> [Extract]:
================================

Particularly, the n-type transistor N1 is significantly improved in mobility as compared with the n-type transistor N2. This is because gold used as the electrode material of the electrodes has a low work function, so that the n-type transistor N2, which includes no first layers and no second layers, has a big energy gap between the LUMO of fullerene (C60) and the work function of gold. In contrast, the n-type transistor N1 is significantly improved in carrier injection and extraction because the first layer 17N and the second layer 18N are provided. This allows the n-type transistor N1 to have characteristics substantially equal to those shown in a case where an electrode material with a high work function, such as aluminum, is used.


It is therefore possible to obtain good transistor characteristics in the semiconductor device 1a, even in a case where the electrodes are made from an electrode material that is suitable for characteristics of either an p-type semiconductor layer or an n-type semiconductor layer, that is, even in a case where the source electrode 14 and the drain electrode 15 of the p-type transistor P1 are made from the same electrode material as that of the source electrode 24 and the drain electrode 25 of the n-type transistor N1.


The p-type transistor P1 is also improved in carrier injection and extraction because the first layer 17P and the second layer 18P are provided. Accordingly, the p-type transistor P1 is improved in mobility and ON/OFF ratio as compared with the p-type transistor P2.


Subsequently, a contact resistance in each of the transistors was determined. Results showed that (i) the p-type transistor P1 had a contact resistance that is 1/10 of that of the p-type transistor P2 of the comparative example and (ii) the n-type transistor N1 had a contact resistance that is 1/20 of that of the n-type transistor N2 of the comparative example. Thus, it became possible to reduce the contact resistance by providing the first layer and the second layer.

================================

> [Data]:
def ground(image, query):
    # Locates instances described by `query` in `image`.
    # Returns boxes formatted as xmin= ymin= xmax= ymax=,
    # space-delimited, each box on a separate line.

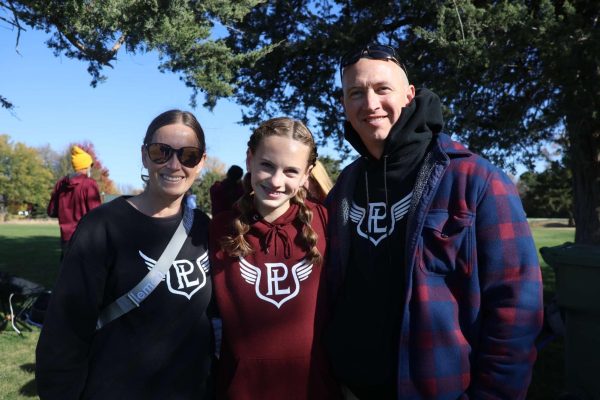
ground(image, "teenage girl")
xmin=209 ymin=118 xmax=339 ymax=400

================================

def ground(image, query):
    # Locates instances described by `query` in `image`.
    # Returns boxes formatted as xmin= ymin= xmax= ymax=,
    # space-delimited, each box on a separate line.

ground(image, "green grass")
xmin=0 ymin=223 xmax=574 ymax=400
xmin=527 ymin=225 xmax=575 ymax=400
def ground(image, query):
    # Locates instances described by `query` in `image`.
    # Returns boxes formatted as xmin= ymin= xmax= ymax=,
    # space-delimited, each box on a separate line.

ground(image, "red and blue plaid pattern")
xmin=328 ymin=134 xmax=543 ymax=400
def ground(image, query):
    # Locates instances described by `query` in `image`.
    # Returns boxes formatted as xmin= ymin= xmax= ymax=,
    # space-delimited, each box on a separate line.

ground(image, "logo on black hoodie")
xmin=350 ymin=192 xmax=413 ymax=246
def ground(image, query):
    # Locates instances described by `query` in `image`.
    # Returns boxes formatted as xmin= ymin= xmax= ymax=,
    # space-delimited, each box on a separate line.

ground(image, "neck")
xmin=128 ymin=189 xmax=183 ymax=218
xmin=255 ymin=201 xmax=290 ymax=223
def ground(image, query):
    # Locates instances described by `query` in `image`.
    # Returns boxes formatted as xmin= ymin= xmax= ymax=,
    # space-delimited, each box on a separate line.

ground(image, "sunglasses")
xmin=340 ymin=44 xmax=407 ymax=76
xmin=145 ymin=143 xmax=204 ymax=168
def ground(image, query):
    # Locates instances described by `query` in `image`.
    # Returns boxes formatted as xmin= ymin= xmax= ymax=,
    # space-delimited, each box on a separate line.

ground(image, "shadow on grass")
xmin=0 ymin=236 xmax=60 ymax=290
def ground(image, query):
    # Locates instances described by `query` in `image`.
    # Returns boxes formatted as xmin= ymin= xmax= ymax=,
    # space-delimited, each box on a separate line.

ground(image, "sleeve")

================================

> [Task requirements]:
(1) Condense the paragraph of the transistor extract that begins "Subsequently, a contact resistance" into a short list that keeps its main facts.
(2) Pull out every line of the entries that contains the word "grass". Case counts.

> [List of solutions]:
(1)
- The contact resistance of each transistor was measured.
- The p-type transistor P1 had 1/10 the contact resistance of the comparative p-type transistor P2.
- The n-type transistor N1 had 1/20 the contact resistance of the comparative n-type transistor N2.
- Adding the first layer and the second layer therefore reduced contact resistance.

(2)
ground(image, "green grass")
ground(image, "shadow on grass")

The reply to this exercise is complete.